-------- Data lines --------
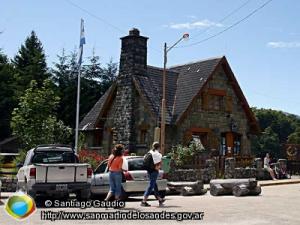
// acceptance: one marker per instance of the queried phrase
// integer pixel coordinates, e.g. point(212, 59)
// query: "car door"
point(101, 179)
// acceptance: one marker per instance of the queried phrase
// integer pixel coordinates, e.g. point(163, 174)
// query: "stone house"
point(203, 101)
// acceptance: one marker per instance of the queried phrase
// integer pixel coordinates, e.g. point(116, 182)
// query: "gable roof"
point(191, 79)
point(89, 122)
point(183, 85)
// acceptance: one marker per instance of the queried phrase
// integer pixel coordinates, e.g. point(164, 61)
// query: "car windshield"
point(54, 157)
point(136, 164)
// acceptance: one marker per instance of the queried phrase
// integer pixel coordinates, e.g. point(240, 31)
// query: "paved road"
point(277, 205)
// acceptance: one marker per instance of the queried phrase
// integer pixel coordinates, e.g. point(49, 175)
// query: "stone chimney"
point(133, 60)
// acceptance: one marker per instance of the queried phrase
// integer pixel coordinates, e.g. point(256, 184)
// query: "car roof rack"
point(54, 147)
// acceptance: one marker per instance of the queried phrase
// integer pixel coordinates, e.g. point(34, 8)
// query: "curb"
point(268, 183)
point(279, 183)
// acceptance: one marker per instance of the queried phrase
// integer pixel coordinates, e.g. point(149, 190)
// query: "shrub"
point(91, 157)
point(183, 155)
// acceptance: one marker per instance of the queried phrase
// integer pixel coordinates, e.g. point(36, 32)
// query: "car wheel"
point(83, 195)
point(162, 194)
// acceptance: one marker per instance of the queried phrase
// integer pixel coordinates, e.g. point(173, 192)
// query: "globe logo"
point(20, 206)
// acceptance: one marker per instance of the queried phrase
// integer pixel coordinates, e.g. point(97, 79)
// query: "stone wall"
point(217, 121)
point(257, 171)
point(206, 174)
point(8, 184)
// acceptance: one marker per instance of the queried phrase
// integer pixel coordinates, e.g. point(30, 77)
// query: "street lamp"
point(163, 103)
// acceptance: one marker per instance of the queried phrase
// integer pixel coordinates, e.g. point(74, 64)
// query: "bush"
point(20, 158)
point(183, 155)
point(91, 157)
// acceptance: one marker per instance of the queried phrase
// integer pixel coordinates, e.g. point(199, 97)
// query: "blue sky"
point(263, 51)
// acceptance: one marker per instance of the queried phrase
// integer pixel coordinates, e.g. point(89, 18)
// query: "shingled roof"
--------
— Task description —
Locate each line in the rows above that contains the word "stone" and copy those lines.

— Full solution —
// query: "stone house"
// query: "stone chimney"
// query: "stone wall"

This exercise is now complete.